> **Task statement**: Each entry here is to be restated word for word.
[[ Extracted records open ]]
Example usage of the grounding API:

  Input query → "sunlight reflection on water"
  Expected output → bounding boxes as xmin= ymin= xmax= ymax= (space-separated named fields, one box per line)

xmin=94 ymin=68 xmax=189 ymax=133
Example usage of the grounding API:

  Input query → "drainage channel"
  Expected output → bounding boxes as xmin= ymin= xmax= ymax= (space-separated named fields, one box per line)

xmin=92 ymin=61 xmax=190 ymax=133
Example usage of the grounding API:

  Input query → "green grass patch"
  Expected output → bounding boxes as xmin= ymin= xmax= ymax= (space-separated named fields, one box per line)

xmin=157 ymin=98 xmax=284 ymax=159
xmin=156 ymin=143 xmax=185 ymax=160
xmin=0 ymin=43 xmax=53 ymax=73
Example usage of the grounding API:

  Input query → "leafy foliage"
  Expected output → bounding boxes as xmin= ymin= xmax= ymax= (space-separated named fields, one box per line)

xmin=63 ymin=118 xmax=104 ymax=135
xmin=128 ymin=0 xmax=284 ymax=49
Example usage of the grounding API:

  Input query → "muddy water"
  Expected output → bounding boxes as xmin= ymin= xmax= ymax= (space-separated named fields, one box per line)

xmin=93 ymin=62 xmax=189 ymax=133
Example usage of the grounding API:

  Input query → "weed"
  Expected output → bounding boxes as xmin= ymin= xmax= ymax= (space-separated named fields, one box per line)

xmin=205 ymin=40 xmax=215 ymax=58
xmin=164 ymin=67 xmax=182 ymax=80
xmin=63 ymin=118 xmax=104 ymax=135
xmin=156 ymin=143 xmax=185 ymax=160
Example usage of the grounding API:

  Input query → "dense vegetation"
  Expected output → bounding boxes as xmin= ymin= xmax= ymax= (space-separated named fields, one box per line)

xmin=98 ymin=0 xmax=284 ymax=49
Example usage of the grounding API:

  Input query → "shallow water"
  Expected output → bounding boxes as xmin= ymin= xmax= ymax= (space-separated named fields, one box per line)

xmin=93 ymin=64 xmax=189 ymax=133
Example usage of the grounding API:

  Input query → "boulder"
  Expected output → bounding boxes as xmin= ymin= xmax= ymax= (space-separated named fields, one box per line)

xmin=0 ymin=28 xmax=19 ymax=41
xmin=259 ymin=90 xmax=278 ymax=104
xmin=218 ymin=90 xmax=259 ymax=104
[[ Extracted records closed ]]
> **Result of the exercise**:
Example usage of the grounding API:

  Input query → "sunlight reflection on water"
  Expected output → bounding boxes as xmin= ymin= xmax= ymax= (space-separated named fields, one box per line)

xmin=94 ymin=68 xmax=189 ymax=133
Example usage of the grounding API:

  Input query → "drainage channel"
  Expected output → bounding boxes as xmin= ymin= xmax= ymax= (space-separated named fields, one box per line)

xmin=92 ymin=61 xmax=190 ymax=133
Example usage of the grounding API:

  Input query → "green grass patch"
  Expected output → bounding boxes as xmin= ymin= xmax= ymax= (space-separated named fields, one box per line)

xmin=157 ymin=98 xmax=284 ymax=159
xmin=156 ymin=143 xmax=185 ymax=160
xmin=0 ymin=43 xmax=53 ymax=73
Example usage of the grounding API:

  Input query → "leafy foliage"
  Expected output → bounding boxes as xmin= ymin= xmax= ymax= (space-separated named fields, one box per line)

xmin=63 ymin=118 xmax=104 ymax=135
xmin=128 ymin=0 xmax=284 ymax=49
Example usage of the grounding API:

  Input query → "muddy water"
  Expected output → bounding boxes as xmin= ymin= xmax= ymax= (space-separated named fields, one box per line)

xmin=93 ymin=62 xmax=189 ymax=133
Example usage of the grounding API:

  Input query → "weed"
  Expected output → bounding boxes as xmin= ymin= xmax= ymax= (space-separated named fields, one box per line)

xmin=205 ymin=40 xmax=215 ymax=58
xmin=164 ymin=67 xmax=182 ymax=80
xmin=63 ymin=118 xmax=104 ymax=135
xmin=156 ymin=143 xmax=185 ymax=160
Example usage of the grounding API:

  Input query → "dense vegetation"
  Expected output → bounding boxes as xmin= ymin= xmax= ymax= (space-separated named fields, one box per line)

xmin=98 ymin=0 xmax=284 ymax=49
Example usage of the grounding API:

  Input query → "shallow water"
  Expected output → bounding boxes as xmin= ymin= xmax= ymax= (space-separated named fields, one box per line)

xmin=93 ymin=64 xmax=189 ymax=133
Example usage of the grounding API:

  Input query → "boulder"
  Expected output → bounding boxes as xmin= ymin= xmax= ymax= (space-separated named fields, one box per line)

xmin=0 ymin=28 xmax=19 ymax=41
xmin=259 ymin=90 xmax=278 ymax=104
xmin=218 ymin=90 xmax=259 ymax=104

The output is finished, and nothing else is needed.